> WHAT YOU NEED TO DO: Rewrite the lines below as a JSON list of strings, one string per line, leaving out any blank lines.

> THE DATA:
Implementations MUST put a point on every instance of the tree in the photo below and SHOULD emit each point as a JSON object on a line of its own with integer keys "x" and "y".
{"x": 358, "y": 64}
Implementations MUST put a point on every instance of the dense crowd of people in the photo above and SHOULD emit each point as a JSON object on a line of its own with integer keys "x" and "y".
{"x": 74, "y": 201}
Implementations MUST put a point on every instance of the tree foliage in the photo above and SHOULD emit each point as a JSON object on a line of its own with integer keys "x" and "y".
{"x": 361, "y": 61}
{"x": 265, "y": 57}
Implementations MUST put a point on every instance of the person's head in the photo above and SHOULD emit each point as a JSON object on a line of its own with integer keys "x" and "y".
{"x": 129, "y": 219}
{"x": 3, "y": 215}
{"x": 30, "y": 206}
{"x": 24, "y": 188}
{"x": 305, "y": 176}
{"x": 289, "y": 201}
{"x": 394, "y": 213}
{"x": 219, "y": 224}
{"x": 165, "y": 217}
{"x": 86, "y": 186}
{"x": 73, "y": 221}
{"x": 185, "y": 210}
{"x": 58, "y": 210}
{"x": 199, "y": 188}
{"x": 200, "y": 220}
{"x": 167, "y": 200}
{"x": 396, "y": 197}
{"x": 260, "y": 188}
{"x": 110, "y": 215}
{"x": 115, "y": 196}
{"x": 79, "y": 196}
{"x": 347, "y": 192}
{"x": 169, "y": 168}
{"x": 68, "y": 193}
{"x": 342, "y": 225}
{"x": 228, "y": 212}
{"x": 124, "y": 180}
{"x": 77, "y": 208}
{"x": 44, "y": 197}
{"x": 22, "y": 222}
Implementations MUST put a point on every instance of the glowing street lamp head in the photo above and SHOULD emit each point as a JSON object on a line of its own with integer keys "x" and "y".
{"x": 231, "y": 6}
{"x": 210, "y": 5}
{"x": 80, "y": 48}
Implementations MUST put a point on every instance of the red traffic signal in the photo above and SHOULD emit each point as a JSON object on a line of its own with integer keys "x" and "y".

> CORRECT RESPONSE:
[
  "Implementations MUST put a point on every instance of the tree in the photo below and SHOULD emit each point as a JSON object on a line of its own with integer keys \"x\" and \"y\".",
  "{\"x\": 358, \"y\": 64}",
  "Implementations MUST put a point on every instance of the dense crowd of people in the photo above and SHOULD emit each point as a JSON object on a line of its own with integer keys \"x\" and \"y\".",
  "{\"x\": 74, \"y\": 201}",
  "Implementations MUST put a point on every instance of the tree foliage in the photo above and SHOULD emit each point as a JSON object on a line of its own with integer keys \"x\" and \"y\".",
  "{\"x\": 361, \"y\": 61}",
  "{\"x\": 265, \"y\": 57}",
  "Implementations MUST put a point on every instance of the person's head in the photo above and SHOULD emit each point as a JSON object on a line of its own with integer keys \"x\" and \"y\".",
  "{\"x\": 129, \"y\": 219}",
  "{\"x\": 3, \"y\": 215}",
  "{\"x\": 30, \"y\": 206}",
  "{\"x\": 24, \"y\": 188}",
  "{\"x\": 305, \"y\": 176}",
  "{\"x\": 289, \"y\": 201}",
  "{\"x\": 394, \"y\": 213}",
  "{\"x\": 219, \"y\": 224}",
  "{\"x\": 165, \"y\": 217}",
  "{\"x\": 86, \"y\": 186}",
  "{\"x\": 73, \"y\": 221}",
  "{\"x\": 185, \"y\": 210}",
  "{\"x\": 58, \"y\": 210}",
  "{\"x\": 199, \"y\": 188}",
  "{\"x\": 200, \"y\": 220}",
  "{\"x\": 167, \"y\": 200}",
  "{\"x\": 396, \"y\": 197}",
  "{\"x\": 260, \"y\": 188}",
  "{\"x\": 110, \"y\": 215}",
  "{\"x\": 115, \"y\": 196}",
  "{\"x\": 79, \"y\": 196}",
  "{\"x\": 347, \"y\": 192}",
  "{\"x\": 169, \"y\": 168}",
  "{\"x\": 68, \"y\": 193}",
  "{\"x\": 342, \"y\": 225}",
  "{\"x\": 228, \"y\": 212}",
  "{\"x\": 124, \"y\": 180}",
  "{\"x\": 77, \"y\": 208}",
  "{\"x\": 44, \"y\": 197}",
  "{\"x\": 22, \"y\": 222}",
  "Implementations MUST put a point on every instance of the glowing street lamp head in the photo above and SHOULD emit each point as a JSON object on a line of its own with integer keys \"x\" and \"y\".",
  "{\"x\": 231, \"y\": 6}",
  "{\"x\": 210, \"y\": 5}",
  "{\"x\": 80, \"y\": 48}",
  "Implementations MUST put a point on every instance of the red traffic signal in the photo above and SHOULD emit each point as a JSON object on a line of its own with integer keys \"x\" and \"y\"."
]